Extracted text:
↓↓↓

Symbolic Execution (Z3 SMT Solver)

Symbolic Execution (Z3 SMT Solver)

Lightweight symbolic execution engine for path feasibility checking in taint analysis. Uses the Z3 SMT solver to filter out infeasible taint paths, reducing false positive rate by 5-7%.

Overview

When taint analysis finds a path from source to sink, the path may traverse branches with contradictory conditions (e.g., if (x > 10) followed by if (x < 5) on the same variable). Symbolic execution checks whether such paths are actually feasible by encoding branch conditions as Z3 constraints and calling the solver.

Key characteristics: - Optional component — gracefully degrades when Z3 is not installed - Adds ~20% time overhead, ~25% memory overhead - Maximum 20 constraints per path (configurable) - Supports integer comparisons, NULL checks, simple arithmetic

Installation

pip install z3-solver

Z3 is already included in requirements.txt. If Z3 is unavailable at runtime, the system logs a warning and returns conservative estimates (all paths assumed feasible).

Architecture

TaintPropagator (enable_symbolic_execution=True)
    
    ├─ find_taint_paths()    raw taint paths
    
    └─ PathConstraintTracker.filter_infeasible_paths()
        
        ├─ _collect_constraints(start, end)
           └─ Walk CFG edges, extract branch conditions from CDG
        
        ├─ _parse_constraint_to_z3(constraint, z3_vars)
           └─ Convert "x > 100"  z3.Int('x') > 100
        
        └─ z3.Solver().check()
            ├─ sat      path feasible (confidence 0.9)
            ├─ unsat    path infeasible, FILTER OUT (confidence 0.95)
            └─ unknown  conservative, keep path (confidence 0.4)

API Reference

PathConstraint

@dataclass
class PathConstraint:
    node_id: int       # CPG node ID of the branch
    condition: str     # Condition expression (e.g., "x > 100")
    location: str      # File:line location
    negated: bool      # True if this is the else-branch

PathConstraintTracker

class PathConstraintTracker:
    def __init__(self, cpg_service, max_constraints: int = 20):
        """
        Args:
            cpg_service: CPGQueryService instance for graph queries
            max_constraints: Maximum constraints per path (default: 20).
                Paths with more constraints are assumed feasible to avoid solver timeout.
        """

    def is_path_feasible(self, start_node: int, end_node: int) -> Tuple[bool, float]:
        """
        Check if a path between two nodes is feasible.

        Returns:
            (is_feasible, confidence) — confidence ranges from 0.0 to 1.0
        """

↑↑↑

Tasks to carry out:
A. List each field declared in the PathConstraint dataclass on the symbolic execution page, with its type.
B. Identify every line in the records below that contains the string "framed". Case counts.

Raw data:
↓↓↓

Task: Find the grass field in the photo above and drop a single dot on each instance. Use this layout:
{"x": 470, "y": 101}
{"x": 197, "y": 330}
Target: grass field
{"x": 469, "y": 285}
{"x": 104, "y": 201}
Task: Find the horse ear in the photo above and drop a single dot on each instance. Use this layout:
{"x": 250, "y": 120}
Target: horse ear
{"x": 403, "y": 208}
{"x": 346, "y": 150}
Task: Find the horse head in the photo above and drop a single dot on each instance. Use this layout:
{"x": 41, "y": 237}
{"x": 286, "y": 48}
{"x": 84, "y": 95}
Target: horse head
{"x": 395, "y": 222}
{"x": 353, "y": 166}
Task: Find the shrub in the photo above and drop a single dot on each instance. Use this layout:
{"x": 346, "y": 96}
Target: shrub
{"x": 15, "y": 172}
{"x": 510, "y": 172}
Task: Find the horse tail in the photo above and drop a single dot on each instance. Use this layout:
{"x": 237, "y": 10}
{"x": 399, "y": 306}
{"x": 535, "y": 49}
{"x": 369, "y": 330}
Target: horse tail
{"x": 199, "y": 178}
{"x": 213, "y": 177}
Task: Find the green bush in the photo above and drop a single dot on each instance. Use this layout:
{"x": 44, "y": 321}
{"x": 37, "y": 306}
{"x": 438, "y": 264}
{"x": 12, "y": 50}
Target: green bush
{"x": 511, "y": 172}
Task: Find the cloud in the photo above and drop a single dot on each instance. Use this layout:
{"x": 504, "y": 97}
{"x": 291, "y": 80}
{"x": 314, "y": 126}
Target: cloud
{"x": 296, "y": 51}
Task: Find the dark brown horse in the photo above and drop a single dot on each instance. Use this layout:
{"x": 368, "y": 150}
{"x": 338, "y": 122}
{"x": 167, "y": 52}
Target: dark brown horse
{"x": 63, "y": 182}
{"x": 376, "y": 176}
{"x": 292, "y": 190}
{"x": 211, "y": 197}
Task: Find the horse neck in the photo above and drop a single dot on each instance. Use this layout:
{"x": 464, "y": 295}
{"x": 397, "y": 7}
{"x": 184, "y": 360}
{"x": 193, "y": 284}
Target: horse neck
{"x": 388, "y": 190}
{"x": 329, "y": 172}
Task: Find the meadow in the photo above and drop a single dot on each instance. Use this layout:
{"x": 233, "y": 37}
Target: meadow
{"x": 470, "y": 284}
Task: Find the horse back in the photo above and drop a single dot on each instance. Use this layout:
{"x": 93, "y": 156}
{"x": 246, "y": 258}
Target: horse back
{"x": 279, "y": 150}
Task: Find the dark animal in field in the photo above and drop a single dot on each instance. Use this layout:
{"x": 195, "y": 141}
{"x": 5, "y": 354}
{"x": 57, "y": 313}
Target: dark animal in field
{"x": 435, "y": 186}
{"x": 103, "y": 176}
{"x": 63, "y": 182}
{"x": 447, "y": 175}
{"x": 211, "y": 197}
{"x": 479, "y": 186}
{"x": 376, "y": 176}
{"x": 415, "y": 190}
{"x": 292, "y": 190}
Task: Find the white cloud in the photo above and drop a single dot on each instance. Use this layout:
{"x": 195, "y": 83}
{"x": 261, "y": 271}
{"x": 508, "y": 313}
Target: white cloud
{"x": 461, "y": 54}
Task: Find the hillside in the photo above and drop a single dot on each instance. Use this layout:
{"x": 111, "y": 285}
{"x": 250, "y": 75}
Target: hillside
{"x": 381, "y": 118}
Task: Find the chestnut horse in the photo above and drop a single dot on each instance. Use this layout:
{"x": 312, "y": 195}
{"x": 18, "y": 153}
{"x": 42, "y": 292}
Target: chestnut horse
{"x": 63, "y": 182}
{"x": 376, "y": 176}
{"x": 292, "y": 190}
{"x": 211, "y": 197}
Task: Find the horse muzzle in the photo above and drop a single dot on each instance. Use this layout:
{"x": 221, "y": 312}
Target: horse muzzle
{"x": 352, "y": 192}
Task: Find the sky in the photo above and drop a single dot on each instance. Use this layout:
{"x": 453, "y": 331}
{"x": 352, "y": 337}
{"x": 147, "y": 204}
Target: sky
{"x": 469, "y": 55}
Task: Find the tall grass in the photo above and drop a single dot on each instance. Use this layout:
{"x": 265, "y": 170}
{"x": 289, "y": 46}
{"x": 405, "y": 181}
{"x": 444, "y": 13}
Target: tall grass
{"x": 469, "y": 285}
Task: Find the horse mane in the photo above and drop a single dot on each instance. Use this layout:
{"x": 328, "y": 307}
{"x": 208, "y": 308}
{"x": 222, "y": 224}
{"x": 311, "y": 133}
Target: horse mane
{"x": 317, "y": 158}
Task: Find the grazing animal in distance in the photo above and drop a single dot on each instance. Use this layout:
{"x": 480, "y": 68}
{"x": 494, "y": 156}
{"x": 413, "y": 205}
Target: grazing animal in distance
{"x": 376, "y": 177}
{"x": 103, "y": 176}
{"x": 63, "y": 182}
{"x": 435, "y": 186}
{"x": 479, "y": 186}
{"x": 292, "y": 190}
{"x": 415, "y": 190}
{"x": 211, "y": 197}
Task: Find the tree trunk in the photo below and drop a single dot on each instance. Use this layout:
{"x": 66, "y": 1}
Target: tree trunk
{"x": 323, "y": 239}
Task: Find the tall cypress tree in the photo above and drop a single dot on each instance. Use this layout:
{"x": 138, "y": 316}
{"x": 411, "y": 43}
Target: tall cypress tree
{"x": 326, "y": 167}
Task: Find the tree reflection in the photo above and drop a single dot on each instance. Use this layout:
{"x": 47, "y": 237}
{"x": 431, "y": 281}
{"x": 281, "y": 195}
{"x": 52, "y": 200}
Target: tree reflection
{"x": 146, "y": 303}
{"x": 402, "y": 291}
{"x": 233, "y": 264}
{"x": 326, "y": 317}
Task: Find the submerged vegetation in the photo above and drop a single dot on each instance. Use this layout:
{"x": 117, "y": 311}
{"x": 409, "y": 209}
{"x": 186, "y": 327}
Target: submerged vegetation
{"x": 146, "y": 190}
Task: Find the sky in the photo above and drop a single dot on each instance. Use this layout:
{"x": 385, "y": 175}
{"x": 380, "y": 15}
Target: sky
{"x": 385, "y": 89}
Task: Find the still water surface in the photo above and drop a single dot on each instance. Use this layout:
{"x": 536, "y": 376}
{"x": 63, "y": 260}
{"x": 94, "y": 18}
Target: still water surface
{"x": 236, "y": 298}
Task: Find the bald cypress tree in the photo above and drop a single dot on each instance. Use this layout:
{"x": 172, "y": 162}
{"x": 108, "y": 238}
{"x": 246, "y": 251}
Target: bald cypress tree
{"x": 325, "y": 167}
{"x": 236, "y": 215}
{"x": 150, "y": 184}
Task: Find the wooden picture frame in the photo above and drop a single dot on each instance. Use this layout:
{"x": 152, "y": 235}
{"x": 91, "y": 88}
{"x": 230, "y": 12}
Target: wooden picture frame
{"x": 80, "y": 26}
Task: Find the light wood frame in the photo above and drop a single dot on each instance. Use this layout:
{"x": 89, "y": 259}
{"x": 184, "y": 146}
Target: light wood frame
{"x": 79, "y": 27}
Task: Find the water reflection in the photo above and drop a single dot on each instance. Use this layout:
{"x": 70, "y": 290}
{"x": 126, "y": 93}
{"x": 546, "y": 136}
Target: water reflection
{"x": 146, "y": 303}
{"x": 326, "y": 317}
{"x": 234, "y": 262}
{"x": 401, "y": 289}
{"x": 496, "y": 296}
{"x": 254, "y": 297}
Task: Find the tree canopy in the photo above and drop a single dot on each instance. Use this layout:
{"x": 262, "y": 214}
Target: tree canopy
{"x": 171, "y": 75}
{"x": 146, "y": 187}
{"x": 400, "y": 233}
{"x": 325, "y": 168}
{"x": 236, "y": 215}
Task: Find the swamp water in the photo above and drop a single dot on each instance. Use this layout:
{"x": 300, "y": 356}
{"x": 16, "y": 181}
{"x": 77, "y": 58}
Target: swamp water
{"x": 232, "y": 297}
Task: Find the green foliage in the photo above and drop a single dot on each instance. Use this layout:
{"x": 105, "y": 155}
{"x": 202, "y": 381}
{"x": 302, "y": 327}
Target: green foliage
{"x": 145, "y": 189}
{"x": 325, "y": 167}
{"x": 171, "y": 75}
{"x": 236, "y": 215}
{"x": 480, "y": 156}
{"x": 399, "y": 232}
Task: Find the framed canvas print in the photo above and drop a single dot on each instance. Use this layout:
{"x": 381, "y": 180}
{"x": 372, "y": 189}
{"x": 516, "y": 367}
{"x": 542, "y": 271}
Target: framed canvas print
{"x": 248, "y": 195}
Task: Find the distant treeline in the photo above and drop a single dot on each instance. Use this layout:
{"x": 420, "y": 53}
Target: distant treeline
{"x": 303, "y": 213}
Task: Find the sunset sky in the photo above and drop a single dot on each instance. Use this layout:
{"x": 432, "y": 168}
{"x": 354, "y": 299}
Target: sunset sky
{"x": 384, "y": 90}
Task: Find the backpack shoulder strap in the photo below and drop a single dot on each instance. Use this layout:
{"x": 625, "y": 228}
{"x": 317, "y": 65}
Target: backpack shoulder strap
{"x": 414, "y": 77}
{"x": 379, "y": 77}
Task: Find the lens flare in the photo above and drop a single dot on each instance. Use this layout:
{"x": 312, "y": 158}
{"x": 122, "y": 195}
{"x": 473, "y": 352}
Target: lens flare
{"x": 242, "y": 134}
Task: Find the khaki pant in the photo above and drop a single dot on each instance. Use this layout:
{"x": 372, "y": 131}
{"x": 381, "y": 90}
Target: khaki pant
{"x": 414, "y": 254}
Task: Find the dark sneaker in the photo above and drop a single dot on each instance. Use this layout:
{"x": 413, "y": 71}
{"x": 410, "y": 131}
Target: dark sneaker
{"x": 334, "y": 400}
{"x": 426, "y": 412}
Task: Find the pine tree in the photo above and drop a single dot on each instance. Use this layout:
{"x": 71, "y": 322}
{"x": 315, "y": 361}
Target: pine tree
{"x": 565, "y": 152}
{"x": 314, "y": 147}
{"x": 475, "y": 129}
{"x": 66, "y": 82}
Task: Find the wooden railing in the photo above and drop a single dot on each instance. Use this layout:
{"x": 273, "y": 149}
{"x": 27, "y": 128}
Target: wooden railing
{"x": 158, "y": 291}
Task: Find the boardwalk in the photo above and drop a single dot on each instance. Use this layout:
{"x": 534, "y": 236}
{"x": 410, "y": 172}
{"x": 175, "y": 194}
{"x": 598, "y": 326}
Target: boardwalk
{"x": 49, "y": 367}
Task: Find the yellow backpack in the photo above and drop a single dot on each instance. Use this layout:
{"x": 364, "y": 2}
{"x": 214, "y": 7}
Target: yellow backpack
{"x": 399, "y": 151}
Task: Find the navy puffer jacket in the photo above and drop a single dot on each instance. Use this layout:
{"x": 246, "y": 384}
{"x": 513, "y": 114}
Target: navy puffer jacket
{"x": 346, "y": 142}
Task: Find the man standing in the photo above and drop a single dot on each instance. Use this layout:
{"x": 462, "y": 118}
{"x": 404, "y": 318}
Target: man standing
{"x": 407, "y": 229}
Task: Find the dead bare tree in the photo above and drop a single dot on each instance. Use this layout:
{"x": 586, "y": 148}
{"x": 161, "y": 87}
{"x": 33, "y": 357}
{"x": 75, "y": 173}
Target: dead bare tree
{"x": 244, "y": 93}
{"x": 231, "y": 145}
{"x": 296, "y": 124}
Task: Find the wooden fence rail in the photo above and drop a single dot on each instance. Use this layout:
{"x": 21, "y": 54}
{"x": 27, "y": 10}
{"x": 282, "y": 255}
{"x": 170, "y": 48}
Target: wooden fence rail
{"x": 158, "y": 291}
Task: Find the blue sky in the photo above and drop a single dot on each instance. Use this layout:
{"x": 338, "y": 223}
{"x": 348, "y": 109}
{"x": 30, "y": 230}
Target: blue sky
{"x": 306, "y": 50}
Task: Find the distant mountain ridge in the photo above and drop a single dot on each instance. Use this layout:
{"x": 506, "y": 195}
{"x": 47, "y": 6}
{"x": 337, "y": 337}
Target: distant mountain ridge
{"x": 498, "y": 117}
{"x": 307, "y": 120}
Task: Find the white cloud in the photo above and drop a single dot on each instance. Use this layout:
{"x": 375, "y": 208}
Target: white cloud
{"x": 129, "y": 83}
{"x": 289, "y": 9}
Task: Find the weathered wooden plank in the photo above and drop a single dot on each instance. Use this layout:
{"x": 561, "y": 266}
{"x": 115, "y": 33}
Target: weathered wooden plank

↑↑↑

The replies:
A.
- node_id: int
- condition: str
- location: str
- negated: bool

B.
Task: Find the framed canvas print in the photo above and drop a single dot on each instance. Use this layout:
Target: framed canvas print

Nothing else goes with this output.